Two hatchments for two successive owners of Lynford Hall, Mundford. Text from: www.breckslandscape.co.uk [1]: "The Lynford Hall estate passed to George Eyres in 1805 and then in 1827 to Sir Richard Sutton, 2nd Baronet (1798-1855), a passionate fox-hunter and Master of the Quorn Hunt, 1847 to 1856. Sutton married Mary Elizabeth Burton (1797-1842), elder daughter of Benjamin Burton, of Burton Hall, County Carlow, Ireland (a second cousin patrilineally of the 2nd Marquess Conyngham). In 1856, a year after Sutton's death, the 18th century house and grounds were sold to w:Stephens Lyne-Stephens (1801-1860). Mrs Lyne Stephens remained in the house following her husband’s death in 1860. The hall was restored, after damage by fire in 1928, by James Calder in the 1930s before being sold to the Forestry Commission. It returned to private ownership in the 1960s and has been run as a hotel since then. The Old Hall was originally built around 1500, and was used as a farmhouse until the 18th century. Following the change of ownership in 1717, a second hall was built between 1717 and 1720, the Old Hall continuing to be used as a farmhouse. Further alterations were made, including those by C.R. Cockrell in 1827, when Sir Richard Sutton bought the property. The various alterations made to the hall were concealed by an outer casing of white brick. The 18th century building was demolished in 1863. The current building was completed in 1862 on a site around 400m north of the 18th century house.

+---+

* [EXERCISE INSTRUCTIONS] Carry the Lynford Hall history forward from its last sentence, keeping to the same plain, factual style.

+---+

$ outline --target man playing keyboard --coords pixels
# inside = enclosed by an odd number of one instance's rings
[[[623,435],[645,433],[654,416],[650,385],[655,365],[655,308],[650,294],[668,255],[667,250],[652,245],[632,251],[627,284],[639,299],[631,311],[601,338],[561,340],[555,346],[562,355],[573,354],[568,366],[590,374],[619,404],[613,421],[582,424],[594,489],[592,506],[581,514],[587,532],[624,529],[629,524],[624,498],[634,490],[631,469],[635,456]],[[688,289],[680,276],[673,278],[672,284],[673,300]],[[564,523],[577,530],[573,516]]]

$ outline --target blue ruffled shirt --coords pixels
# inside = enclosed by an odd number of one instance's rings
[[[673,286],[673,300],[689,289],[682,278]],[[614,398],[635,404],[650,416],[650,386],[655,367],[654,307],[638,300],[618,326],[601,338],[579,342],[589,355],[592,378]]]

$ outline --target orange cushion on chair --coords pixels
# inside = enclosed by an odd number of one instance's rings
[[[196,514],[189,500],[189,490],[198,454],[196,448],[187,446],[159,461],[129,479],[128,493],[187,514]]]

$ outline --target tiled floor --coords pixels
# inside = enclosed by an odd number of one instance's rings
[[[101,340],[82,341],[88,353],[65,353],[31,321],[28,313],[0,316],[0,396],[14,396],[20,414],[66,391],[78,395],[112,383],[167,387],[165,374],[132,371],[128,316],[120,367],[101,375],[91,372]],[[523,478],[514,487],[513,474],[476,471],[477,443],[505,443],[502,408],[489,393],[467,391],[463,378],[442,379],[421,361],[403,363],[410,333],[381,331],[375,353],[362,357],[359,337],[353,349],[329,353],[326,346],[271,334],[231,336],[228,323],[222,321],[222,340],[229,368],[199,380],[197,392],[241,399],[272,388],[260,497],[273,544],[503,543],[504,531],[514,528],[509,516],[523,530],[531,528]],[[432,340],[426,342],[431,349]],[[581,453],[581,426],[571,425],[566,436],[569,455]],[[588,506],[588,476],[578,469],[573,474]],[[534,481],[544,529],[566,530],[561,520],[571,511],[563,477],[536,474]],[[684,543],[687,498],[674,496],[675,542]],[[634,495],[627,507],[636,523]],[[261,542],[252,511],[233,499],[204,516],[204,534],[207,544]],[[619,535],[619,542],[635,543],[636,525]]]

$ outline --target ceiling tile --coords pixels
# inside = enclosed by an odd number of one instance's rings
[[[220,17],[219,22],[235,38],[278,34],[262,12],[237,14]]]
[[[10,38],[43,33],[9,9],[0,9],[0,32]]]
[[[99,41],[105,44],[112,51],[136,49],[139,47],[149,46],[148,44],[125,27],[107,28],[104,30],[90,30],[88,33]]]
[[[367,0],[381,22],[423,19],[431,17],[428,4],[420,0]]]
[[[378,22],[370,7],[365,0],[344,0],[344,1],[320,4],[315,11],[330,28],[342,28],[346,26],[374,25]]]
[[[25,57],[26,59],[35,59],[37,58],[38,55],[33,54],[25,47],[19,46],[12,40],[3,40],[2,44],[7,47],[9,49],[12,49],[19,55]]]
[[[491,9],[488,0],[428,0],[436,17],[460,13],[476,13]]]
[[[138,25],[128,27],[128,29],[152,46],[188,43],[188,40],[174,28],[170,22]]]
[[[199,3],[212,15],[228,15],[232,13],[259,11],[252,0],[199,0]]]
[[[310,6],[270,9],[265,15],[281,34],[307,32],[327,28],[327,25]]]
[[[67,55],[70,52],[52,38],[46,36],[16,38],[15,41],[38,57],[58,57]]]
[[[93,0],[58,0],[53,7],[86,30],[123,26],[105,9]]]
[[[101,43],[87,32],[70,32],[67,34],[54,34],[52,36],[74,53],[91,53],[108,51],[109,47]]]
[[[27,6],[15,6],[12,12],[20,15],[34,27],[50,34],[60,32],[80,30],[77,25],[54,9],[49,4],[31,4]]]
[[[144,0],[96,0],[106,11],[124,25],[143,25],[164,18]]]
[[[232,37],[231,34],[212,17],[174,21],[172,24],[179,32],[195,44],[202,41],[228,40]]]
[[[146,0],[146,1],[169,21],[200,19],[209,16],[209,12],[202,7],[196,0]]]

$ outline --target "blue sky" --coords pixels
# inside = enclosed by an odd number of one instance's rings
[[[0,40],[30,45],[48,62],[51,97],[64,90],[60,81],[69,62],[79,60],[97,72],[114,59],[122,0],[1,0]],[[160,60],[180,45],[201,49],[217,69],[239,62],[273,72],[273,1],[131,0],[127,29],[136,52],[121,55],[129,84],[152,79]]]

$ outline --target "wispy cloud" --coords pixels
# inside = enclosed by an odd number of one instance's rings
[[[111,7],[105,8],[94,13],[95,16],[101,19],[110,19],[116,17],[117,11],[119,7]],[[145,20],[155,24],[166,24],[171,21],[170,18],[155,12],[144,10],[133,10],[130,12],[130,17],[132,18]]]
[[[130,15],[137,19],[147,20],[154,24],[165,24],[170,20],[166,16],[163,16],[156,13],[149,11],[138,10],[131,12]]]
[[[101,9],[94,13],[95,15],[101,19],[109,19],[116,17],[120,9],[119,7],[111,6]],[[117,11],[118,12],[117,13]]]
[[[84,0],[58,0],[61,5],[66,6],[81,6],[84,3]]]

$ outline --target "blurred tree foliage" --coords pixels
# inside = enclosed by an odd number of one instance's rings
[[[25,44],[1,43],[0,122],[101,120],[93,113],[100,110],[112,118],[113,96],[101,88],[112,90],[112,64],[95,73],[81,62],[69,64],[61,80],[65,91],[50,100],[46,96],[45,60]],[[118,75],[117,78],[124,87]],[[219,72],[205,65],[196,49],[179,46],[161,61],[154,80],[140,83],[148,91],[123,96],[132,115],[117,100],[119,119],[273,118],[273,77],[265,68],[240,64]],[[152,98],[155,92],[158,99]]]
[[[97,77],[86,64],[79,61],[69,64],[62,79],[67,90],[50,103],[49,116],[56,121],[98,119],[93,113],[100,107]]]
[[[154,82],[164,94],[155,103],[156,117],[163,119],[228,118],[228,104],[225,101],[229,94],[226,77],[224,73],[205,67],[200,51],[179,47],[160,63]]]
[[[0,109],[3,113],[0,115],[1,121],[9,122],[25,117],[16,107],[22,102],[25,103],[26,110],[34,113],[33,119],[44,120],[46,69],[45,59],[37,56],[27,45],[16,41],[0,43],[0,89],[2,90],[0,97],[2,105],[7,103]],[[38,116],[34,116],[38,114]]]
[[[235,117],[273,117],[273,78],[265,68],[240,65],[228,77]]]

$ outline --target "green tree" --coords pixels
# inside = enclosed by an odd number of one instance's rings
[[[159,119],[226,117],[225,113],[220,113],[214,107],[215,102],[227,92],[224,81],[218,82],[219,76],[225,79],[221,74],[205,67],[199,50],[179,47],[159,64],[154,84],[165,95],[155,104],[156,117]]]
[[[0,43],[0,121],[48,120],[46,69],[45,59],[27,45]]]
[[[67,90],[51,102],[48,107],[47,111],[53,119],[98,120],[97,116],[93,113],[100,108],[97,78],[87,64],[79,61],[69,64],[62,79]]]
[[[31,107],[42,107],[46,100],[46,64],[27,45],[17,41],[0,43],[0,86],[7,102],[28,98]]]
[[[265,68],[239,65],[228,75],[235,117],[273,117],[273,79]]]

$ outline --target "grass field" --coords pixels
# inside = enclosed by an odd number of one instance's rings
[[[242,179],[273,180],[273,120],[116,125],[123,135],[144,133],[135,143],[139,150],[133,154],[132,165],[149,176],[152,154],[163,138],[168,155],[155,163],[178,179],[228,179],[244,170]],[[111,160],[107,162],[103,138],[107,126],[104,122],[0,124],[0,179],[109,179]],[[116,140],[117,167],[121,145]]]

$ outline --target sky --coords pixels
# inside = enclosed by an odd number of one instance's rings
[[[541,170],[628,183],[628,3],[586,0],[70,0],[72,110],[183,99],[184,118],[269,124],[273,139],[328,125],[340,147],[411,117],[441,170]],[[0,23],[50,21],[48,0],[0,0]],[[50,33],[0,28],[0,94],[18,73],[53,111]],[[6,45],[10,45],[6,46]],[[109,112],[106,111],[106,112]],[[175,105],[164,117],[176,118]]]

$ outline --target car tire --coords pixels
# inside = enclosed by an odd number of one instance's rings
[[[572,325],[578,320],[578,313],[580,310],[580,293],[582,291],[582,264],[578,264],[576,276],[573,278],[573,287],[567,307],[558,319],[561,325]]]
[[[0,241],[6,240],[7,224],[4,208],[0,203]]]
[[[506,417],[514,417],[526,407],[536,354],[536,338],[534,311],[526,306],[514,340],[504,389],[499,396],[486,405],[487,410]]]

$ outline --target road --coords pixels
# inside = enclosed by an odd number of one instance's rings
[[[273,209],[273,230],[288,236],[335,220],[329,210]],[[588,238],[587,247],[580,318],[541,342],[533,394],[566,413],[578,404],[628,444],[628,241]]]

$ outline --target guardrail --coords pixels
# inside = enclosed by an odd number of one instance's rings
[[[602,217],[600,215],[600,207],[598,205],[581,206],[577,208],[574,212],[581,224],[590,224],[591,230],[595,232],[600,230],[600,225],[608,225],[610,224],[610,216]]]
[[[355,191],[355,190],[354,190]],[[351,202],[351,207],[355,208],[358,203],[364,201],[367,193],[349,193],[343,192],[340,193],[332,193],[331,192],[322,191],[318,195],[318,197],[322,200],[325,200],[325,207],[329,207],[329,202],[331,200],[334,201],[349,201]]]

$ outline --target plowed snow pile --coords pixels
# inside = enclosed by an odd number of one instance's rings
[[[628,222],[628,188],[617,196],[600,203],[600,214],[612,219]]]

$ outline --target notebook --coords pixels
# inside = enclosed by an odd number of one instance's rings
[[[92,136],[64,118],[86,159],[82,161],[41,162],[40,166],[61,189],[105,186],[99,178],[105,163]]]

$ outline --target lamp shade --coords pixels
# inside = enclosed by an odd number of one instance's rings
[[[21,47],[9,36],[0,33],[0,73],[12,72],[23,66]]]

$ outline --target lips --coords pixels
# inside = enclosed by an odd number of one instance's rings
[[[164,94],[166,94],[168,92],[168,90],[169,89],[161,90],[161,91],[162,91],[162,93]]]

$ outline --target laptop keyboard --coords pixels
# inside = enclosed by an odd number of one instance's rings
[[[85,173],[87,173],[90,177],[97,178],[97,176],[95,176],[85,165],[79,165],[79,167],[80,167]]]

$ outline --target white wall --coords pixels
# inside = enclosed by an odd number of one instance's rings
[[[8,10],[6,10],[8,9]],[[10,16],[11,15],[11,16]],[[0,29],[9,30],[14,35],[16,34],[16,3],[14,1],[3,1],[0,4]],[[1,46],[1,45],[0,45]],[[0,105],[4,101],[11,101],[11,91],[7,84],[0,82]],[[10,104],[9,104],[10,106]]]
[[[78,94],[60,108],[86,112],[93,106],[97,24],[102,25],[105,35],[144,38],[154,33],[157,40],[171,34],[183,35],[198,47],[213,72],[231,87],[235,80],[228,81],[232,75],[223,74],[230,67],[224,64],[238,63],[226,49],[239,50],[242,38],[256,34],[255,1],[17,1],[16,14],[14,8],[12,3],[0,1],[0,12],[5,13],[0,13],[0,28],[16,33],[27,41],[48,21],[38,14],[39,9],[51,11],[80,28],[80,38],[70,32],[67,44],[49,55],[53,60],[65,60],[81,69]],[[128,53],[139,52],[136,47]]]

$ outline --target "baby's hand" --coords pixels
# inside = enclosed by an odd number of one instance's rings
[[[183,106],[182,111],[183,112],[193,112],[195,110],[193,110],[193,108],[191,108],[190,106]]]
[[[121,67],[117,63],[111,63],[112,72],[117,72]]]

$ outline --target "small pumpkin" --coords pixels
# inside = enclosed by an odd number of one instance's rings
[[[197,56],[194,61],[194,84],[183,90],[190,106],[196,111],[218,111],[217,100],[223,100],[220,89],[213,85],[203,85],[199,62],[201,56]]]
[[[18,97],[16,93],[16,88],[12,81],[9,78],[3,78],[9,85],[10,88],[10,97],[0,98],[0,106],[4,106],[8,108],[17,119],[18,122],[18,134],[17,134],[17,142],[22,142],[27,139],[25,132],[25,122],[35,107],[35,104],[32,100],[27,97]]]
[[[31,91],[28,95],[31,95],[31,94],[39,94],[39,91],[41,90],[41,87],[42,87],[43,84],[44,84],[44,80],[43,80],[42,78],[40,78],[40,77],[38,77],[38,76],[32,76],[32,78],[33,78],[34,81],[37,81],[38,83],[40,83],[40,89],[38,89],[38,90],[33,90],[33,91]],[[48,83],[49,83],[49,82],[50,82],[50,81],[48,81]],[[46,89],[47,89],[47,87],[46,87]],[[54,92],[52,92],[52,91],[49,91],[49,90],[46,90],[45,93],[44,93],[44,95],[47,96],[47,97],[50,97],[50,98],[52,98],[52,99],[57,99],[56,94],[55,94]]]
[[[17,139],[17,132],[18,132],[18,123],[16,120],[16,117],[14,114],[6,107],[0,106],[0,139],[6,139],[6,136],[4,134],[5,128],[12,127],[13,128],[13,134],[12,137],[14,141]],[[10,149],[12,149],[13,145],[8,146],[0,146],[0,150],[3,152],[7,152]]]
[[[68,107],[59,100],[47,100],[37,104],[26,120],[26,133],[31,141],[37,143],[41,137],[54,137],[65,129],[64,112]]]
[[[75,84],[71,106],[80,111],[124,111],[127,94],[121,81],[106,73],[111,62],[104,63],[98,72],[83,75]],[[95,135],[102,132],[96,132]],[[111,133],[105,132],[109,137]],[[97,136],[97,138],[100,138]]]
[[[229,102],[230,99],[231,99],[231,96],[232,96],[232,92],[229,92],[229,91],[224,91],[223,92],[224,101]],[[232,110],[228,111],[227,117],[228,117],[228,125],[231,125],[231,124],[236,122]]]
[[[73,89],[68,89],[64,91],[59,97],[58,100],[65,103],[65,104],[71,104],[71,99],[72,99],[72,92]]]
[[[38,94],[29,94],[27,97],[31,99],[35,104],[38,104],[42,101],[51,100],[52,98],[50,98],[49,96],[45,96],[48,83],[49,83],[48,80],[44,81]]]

+---+

* [TASK OUTPUT]
Heraldry

Sir Richard Sutton, 2nd Baronet (1798-1855) of Lynford Hall

Text from: Farrer, Edmund, Church Heraldry of Norfolk, Vol 2 (1889), p.157 [Farrer, Edmund, Church Heraldry of Norfolk, Vol 2 (1889)]:

  • Left (for Sir Richard Sutton, 2nd Baronet (1798-1855)): Quarterly of 4, with Crest: A wolf's head erased gules, Motto: Toujours Prest:
    • 1&4: Argent, a canton sable (Sutton);
    • 2&3: Argent, a cross flory sable (Lexington);
Impaling: Per pale azure and purpure, a cross engrailed or between four roses argent (Burton of Burton Hall, County Carlow, Ireland also of Burton Baronets of Pollacton, County Carlow) (Burke, Sir Bernard, The General Armory, London, 1884, p.151).
The Burton family was descended from Thomas Burton (d.1666) of Eastwicke, Ellesmere, Shropshire. The senior line appears to have been seated at Longner Hall, Shropshire, occupied by Burton family since the 14th century, still the home of the Burton family today. His descendant Benjamin Burton, MP for Dublin, a banker, purchased Burton Hall, County Carlow, in 1712. Sir Richard Sutton, 2nd Baronet (1799-1855) of Norwood Park, Nottinghamshire, married Mary Elizabeth Burton (1797-1842), a daughter of Benjamin Burton of Burton Hall, County Carlow, Ireland and of Walcot House, Stamford, Lincolnshire. His son Sir Richard Sutton, 4th Bt (1821-1878) married secondly Harriet Anne Burton, daughter of William Fitzwilliam Burton. (Source: https://www.thepeerage.com/p5059.htm#i50584)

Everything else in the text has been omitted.